Problem details: In the material below, take the lines starting with the line containing "Point out the tiled" and going on through the line containing "<point>564,284</point>", and write them out again with "Target" switched to "Label" and everything else unchanged. Give only those lines.

Supplied material:

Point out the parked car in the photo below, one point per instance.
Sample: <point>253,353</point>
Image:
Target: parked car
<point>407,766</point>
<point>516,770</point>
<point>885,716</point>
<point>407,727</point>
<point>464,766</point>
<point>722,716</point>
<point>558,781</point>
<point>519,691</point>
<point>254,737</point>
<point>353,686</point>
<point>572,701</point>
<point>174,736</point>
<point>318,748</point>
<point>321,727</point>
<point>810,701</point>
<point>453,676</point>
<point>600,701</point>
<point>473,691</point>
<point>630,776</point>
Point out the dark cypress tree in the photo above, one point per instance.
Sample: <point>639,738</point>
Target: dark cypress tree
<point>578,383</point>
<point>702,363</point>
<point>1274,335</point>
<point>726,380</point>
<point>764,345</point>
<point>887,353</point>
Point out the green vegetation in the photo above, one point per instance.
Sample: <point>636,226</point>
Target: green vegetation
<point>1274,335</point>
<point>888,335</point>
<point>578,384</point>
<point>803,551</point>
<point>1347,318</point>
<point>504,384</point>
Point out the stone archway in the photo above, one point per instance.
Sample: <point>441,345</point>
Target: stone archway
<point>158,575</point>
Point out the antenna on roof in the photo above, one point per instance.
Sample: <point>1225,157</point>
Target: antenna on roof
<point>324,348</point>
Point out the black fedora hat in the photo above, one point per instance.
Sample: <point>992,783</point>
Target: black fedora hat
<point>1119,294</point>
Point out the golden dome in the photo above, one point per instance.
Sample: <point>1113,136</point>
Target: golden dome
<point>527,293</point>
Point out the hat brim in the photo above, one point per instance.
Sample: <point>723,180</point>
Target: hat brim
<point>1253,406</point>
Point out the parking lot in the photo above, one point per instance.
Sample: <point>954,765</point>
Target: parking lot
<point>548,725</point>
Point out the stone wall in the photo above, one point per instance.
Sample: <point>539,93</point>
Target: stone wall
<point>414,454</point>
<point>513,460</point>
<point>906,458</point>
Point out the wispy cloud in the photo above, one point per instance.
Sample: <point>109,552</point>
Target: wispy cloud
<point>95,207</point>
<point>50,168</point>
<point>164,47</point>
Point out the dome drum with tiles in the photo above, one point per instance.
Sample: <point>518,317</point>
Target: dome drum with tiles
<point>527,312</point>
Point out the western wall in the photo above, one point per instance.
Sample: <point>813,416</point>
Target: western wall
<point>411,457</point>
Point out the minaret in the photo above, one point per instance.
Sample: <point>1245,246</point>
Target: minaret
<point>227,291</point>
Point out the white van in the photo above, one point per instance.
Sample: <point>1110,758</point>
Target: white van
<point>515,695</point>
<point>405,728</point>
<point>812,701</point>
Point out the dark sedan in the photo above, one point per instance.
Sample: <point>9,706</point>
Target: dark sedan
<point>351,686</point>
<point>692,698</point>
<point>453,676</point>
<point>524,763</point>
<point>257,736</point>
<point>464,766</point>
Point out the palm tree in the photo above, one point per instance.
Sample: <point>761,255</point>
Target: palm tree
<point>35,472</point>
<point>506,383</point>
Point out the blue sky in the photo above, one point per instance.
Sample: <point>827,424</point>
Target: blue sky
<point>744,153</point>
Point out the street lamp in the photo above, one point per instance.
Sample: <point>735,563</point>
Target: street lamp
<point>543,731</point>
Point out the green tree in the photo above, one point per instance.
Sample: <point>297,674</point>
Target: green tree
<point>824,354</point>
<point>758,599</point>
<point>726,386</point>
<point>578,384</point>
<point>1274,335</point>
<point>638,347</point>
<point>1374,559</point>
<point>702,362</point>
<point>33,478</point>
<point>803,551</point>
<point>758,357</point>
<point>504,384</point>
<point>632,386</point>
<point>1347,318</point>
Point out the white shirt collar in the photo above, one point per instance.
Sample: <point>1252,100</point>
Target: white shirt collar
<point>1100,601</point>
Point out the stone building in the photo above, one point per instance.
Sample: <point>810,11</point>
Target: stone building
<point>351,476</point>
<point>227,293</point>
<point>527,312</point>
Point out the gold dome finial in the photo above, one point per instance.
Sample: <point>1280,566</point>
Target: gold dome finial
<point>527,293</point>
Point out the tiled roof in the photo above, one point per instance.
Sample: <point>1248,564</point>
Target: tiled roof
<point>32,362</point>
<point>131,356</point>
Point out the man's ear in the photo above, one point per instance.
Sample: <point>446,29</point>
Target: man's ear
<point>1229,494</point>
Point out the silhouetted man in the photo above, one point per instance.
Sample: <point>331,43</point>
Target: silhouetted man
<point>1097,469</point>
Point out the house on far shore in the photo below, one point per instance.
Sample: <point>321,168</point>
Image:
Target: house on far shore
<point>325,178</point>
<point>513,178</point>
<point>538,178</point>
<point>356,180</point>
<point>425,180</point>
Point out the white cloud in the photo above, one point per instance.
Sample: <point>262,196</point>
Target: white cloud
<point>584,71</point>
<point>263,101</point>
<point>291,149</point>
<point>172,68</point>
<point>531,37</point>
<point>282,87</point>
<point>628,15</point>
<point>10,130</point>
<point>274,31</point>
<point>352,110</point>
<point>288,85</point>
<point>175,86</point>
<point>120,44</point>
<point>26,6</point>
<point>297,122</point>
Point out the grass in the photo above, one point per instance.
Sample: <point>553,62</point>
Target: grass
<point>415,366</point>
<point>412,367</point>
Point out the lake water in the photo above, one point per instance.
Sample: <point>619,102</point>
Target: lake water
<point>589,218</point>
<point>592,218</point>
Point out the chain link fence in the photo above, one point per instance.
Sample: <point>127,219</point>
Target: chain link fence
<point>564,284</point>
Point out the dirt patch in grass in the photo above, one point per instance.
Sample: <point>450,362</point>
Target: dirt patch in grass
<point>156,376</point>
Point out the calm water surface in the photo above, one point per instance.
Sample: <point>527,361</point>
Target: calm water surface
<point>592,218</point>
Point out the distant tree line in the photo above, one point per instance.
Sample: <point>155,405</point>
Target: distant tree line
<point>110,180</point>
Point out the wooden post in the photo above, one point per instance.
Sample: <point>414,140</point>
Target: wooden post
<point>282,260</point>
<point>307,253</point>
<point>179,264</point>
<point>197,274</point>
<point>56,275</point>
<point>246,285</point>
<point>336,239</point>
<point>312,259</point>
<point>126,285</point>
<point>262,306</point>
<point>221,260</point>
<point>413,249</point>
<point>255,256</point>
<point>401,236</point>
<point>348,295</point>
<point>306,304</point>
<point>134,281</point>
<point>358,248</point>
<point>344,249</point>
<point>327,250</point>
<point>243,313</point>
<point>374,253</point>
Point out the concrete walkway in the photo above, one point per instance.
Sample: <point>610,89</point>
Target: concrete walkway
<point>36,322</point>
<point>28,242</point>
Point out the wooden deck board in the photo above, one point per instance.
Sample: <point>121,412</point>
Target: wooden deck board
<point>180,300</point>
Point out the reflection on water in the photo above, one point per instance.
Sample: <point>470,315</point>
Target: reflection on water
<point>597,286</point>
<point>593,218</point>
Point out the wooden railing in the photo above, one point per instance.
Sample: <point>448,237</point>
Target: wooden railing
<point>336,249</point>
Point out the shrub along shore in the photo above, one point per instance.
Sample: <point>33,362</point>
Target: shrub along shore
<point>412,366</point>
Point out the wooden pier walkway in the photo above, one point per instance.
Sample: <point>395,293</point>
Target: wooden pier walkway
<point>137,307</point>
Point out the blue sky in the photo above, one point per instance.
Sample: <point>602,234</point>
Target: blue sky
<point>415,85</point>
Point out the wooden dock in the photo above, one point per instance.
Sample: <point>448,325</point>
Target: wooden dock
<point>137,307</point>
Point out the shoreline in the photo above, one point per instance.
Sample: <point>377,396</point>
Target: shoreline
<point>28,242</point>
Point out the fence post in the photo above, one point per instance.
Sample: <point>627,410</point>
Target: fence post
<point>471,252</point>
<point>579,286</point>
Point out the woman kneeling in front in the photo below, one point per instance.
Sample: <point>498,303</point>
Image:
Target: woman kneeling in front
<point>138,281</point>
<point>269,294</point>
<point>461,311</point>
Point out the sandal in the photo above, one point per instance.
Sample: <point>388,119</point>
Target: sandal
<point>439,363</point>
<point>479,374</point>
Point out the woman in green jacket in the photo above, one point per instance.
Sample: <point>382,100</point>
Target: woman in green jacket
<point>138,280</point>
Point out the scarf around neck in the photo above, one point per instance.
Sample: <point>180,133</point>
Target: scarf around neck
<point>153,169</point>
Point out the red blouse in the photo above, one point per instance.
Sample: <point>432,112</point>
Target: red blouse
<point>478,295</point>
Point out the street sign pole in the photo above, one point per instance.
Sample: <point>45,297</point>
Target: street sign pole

Answer to the problem:
Point out the tiled roof in the photo above, one point per instance.
Sample: <point>1248,564</point>
Label: tiled roof
<point>32,362</point>
<point>131,356</point>
Point out the man's ear in the photo above, one point per instance.
Sample: <point>446,29</point>
Label: man's ear
<point>1229,494</point>
Point out the silhouetted man in the photo above, one point per instance.
Sample: <point>331,43</point>
Label: silhouetted man
<point>1097,469</point>
Point out the house on far shore in the photo below, one point per instance.
Sample: <point>321,168</point>
Image:
Label: house on far shore
<point>325,178</point>
<point>513,178</point>
<point>538,178</point>
<point>356,180</point>
<point>425,180</point>
Point out the white cloud in the photo above, one point per instance.
Sample: <point>262,196</point>
Label: white cloud
<point>584,71</point>
<point>263,101</point>
<point>291,149</point>
<point>172,68</point>
<point>531,37</point>
<point>282,87</point>
<point>628,15</point>
<point>10,130</point>
<point>274,31</point>
<point>352,110</point>
<point>288,85</point>
<point>175,86</point>
<point>120,44</point>
<point>26,6</point>
<point>297,122</point>
Point out the grass in the photo above, one point per instance.
Sample: <point>553,62</point>
Label: grass
<point>415,366</point>
<point>412,367</point>
Point out the lake water in the photo above, one point per instance.
Sample: <point>619,102</point>
Label: lake water
<point>589,218</point>
<point>592,218</point>
Point out the chain link fence in the photo above, one point per instance.
Sample: <point>127,219</point>
Label: chain link fence
<point>564,284</point>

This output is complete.